• _Point labeling examples_
◆ ◆ ◆ ◆
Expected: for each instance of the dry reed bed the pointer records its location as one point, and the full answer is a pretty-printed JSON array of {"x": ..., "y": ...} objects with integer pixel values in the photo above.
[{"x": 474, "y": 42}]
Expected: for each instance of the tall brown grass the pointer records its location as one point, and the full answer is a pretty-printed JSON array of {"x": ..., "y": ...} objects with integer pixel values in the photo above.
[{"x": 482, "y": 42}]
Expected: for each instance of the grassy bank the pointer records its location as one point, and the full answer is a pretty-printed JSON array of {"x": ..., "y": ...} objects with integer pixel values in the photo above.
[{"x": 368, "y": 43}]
◆ ◆ ◆ ◆
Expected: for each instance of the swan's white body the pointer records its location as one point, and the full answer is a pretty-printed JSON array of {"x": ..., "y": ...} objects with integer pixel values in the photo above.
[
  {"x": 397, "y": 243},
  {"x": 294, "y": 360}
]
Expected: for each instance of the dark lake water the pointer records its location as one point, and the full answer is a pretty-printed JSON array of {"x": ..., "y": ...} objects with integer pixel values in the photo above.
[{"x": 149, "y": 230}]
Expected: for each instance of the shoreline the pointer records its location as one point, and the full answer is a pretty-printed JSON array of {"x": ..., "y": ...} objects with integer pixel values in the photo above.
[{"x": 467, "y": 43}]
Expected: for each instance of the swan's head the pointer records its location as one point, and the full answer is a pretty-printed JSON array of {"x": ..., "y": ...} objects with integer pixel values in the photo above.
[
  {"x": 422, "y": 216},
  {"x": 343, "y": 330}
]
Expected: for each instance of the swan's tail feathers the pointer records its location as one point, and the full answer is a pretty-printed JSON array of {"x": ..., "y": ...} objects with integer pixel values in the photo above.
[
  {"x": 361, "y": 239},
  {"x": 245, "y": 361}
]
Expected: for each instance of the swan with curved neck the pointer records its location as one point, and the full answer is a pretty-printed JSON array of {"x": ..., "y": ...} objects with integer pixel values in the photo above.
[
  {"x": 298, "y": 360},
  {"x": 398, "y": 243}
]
◆ ◆ ◆ ◆
• _EXERCISE_
Pull out every line from the entries above that has the word "water" in it.

• _SOLUTION FOR THIS TASK_
Expected: for each instance of the dark lake water the pointer records its location as one point, and the full answer is a pretty-printed JSON array of {"x": ..., "y": ...} objects with integer pixel values in the photo above.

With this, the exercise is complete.